[Lines of data]
=====
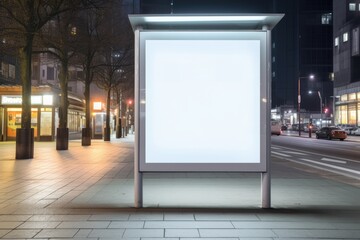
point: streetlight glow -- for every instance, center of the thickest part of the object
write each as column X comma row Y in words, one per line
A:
column 311, row 76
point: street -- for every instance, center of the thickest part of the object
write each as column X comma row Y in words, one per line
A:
column 339, row 160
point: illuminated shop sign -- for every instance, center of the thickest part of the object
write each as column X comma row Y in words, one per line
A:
column 97, row 106
column 202, row 65
column 35, row 100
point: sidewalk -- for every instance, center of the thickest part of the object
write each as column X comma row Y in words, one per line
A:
column 87, row 193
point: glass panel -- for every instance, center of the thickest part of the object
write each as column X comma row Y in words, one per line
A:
column 343, row 97
column 352, row 114
column 358, row 119
column 46, row 122
column 13, row 121
column 352, row 6
column 343, row 114
column 352, row 96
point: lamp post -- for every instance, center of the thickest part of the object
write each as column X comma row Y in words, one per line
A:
column 320, row 109
column 321, row 112
column 299, row 100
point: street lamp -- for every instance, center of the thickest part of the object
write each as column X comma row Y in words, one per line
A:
column 319, row 94
column 299, row 99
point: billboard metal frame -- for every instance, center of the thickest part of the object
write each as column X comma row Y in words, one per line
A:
column 208, row 23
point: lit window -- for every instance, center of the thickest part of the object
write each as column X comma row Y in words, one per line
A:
column 352, row 6
column 352, row 96
column 73, row 31
column 326, row 18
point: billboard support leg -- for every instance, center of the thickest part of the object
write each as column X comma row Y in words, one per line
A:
column 138, row 186
column 265, row 190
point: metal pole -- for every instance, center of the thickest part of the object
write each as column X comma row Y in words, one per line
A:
column 299, row 101
column 138, row 180
column 320, row 109
column 266, row 176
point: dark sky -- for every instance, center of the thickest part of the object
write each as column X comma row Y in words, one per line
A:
column 221, row 6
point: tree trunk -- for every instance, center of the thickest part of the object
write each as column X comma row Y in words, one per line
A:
column 62, row 138
column 86, row 132
column 24, row 139
column 107, row 120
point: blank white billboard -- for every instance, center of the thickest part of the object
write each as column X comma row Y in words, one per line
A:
column 202, row 100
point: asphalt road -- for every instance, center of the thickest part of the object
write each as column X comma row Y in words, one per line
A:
column 340, row 159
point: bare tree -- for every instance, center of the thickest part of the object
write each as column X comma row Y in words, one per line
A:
column 25, row 18
column 92, row 37
column 59, row 38
column 111, row 75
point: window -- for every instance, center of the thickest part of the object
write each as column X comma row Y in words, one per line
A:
column 50, row 73
column 355, row 42
column 352, row 7
column 352, row 96
column 326, row 18
column 73, row 31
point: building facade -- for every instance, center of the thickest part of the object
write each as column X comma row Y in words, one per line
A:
column 346, row 60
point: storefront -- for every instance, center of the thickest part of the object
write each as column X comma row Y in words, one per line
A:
column 347, row 109
column 44, row 112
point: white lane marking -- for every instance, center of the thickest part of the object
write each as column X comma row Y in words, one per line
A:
column 296, row 153
column 332, row 166
column 333, row 160
column 281, row 154
column 324, row 155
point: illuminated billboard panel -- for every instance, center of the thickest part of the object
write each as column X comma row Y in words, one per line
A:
column 202, row 101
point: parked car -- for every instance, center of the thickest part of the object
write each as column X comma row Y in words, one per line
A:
column 350, row 130
column 356, row 132
column 275, row 127
column 331, row 133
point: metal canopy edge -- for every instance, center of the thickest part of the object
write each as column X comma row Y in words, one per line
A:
column 205, row 21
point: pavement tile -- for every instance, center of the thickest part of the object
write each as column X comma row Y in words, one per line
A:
column 9, row 225
column 107, row 233
column 14, row 218
column 289, row 225
column 57, row 218
column 181, row 233
column 188, row 224
column 39, row 225
column 225, row 217
column 83, row 233
column 109, row 217
column 22, row 233
column 4, row 232
column 224, row 233
column 57, row 233
column 146, row 216
column 130, row 233
column 317, row 233
column 179, row 216
column 127, row 224
column 84, row 224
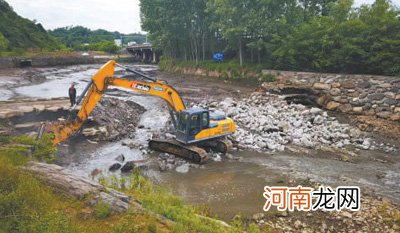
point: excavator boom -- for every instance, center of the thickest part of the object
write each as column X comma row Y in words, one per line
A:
column 99, row 84
column 193, row 126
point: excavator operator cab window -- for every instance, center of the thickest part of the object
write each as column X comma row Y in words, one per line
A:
column 205, row 120
column 183, row 121
column 194, row 124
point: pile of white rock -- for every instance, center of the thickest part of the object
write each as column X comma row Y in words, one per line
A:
column 267, row 122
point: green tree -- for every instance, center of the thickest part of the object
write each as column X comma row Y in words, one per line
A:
column 3, row 43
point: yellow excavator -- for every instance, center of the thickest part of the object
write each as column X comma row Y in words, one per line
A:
column 196, row 129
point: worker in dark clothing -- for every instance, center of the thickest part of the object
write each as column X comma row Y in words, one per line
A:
column 72, row 94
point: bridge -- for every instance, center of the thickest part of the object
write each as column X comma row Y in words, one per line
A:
column 144, row 52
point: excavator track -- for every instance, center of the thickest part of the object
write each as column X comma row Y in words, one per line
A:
column 189, row 152
column 220, row 145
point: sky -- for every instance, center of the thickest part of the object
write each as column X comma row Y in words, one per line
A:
column 114, row 15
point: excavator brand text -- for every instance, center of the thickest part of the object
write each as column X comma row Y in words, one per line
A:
column 140, row 86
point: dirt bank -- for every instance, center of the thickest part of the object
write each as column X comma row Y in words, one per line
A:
column 235, row 183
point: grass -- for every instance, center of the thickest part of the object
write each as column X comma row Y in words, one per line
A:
column 29, row 205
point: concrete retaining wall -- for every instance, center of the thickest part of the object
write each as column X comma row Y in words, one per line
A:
column 355, row 94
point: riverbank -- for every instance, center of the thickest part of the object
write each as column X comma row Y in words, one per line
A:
column 223, row 184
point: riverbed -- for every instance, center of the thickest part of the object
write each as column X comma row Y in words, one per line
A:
column 229, row 186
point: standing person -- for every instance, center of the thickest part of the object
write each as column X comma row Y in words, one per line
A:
column 72, row 94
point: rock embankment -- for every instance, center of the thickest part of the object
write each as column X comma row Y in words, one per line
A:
column 356, row 94
column 266, row 122
column 113, row 119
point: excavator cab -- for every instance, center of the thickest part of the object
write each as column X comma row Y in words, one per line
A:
column 190, row 123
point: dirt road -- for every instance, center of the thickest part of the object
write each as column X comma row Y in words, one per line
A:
column 234, row 184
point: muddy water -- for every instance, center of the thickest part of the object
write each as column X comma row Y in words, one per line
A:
column 227, row 187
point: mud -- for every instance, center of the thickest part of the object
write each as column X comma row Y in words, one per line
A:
column 234, row 184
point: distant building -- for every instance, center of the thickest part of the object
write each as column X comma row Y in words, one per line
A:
column 131, row 43
column 118, row 42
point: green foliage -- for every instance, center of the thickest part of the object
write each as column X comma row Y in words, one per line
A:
column 21, row 33
column 102, row 210
column 105, row 46
column 81, row 38
column 26, row 205
column 3, row 43
column 320, row 35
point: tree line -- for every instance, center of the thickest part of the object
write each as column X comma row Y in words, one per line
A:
column 306, row 35
column 19, row 34
column 81, row 38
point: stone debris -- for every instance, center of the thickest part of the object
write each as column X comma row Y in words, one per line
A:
column 72, row 185
column 375, row 216
column 128, row 167
column 115, row 167
column 267, row 122
column 113, row 120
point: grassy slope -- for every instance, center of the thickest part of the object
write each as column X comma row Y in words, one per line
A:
column 28, row 205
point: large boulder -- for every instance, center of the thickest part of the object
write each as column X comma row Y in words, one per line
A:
column 128, row 167
column 332, row 105
column 322, row 86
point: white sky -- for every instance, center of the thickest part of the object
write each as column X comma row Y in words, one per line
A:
column 114, row 15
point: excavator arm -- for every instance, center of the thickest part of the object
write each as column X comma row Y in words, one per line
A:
column 100, row 82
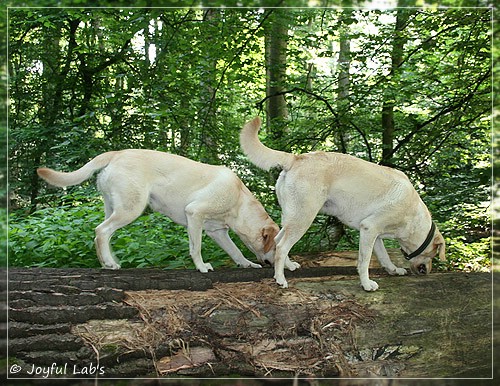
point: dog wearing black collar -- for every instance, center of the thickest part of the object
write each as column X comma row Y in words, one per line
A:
column 377, row 200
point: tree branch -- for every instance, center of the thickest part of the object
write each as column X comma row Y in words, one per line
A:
column 330, row 108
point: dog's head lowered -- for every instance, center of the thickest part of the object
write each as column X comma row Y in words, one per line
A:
column 422, row 264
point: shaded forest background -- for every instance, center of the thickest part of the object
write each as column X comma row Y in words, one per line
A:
column 405, row 87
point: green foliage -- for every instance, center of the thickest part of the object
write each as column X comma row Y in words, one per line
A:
column 183, row 80
column 63, row 236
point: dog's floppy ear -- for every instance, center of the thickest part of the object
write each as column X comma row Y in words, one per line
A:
column 269, row 232
column 440, row 244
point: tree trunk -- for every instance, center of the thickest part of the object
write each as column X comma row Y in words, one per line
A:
column 388, row 124
column 154, row 323
column 276, row 47
column 344, row 82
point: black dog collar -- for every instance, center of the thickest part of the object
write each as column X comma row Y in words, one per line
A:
column 423, row 246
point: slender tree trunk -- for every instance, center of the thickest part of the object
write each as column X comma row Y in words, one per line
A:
column 388, row 124
column 276, row 47
column 209, row 137
column 344, row 81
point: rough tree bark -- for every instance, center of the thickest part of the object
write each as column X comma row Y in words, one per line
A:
column 237, row 322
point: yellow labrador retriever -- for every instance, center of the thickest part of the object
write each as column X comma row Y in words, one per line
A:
column 192, row 194
column 378, row 201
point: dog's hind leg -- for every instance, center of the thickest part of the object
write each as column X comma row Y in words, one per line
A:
column 221, row 237
column 385, row 260
column 294, row 227
column 367, row 238
column 115, row 220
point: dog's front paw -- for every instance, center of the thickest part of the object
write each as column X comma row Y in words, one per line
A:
column 291, row 265
column 250, row 265
column 111, row 266
column 205, row 267
column 280, row 279
column 400, row 271
column 369, row 285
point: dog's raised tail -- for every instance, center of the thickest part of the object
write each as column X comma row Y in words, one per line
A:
column 62, row 179
column 260, row 155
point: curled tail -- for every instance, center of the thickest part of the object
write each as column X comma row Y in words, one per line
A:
column 262, row 156
column 62, row 179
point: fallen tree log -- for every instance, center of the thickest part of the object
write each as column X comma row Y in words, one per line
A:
column 81, row 323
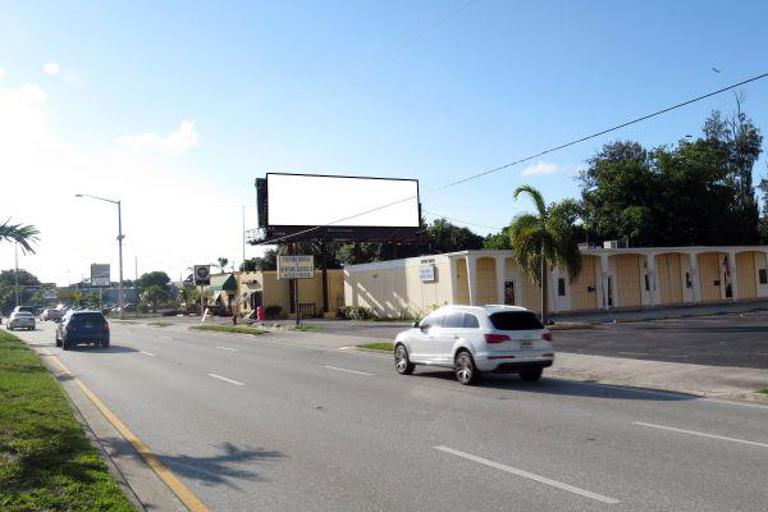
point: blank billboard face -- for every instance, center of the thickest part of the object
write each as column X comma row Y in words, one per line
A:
column 307, row 200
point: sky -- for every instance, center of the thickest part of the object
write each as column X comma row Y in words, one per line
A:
column 175, row 108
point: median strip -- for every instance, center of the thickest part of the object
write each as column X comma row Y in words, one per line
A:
column 701, row 434
column 530, row 476
column 226, row 379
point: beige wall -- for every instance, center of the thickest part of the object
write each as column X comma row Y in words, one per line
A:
column 627, row 280
column 487, row 291
column 709, row 272
column 746, row 274
column 581, row 297
column 669, row 269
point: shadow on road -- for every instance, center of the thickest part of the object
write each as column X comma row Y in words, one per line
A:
column 113, row 349
column 233, row 463
column 556, row 386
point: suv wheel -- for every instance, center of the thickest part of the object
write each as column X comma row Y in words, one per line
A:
column 403, row 365
column 464, row 366
column 531, row 374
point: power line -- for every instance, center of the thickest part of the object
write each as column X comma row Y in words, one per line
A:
column 540, row 153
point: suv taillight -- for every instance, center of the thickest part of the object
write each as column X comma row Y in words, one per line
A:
column 496, row 338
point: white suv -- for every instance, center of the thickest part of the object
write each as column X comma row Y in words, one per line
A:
column 472, row 340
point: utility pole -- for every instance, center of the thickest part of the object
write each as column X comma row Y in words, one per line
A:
column 16, row 273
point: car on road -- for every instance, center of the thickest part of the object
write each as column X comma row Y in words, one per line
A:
=====
[WHAT IS ASKED]: Format the lines of the records starting at the line that contains "point: excavator cab" and ending at the line that contains "column 320, row 35", both included, as a JSON list of strings with one string per line and blank lines left out.

[RESPONSE]:
[
  "point: excavator cab -- for every instance, center of the thickest part of the object",
  "write each as column X comma row Y in words, one per line",
  "A:",
  "column 190, row 123",
  "point: dirt road -- for every instance, center of the thickest part of the object",
  "write each as column X comma row Y in words, one per line",
  "A:",
  "column 234, row 184",
  "point: muddy water -- for every instance, center of the thickest part of the object",
  "write each as column X comma row Y in words, one per line",
  "A:",
  "column 227, row 187",
  "point: mud -- for every instance, center of the thickest part of the object",
  "write each as column X comma row Y in words, one per line",
  "A:",
  "column 234, row 184",
  "point: distant building -- for every instance, center of the thickest part of the object",
  "write each as column X comma row Y in words, one per line",
  "A:",
  "column 131, row 43",
  "column 118, row 42",
  "point: green foliage -- for every instance, center of the thickest part of the object",
  "write each as column X comma row Y in words, one per line",
  "A:",
  "column 21, row 33",
  "column 102, row 210",
  "column 105, row 46",
  "column 81, row 38",
  "column 26, row 205",
  "column 3, row 43",
  "column 320, row 35"
]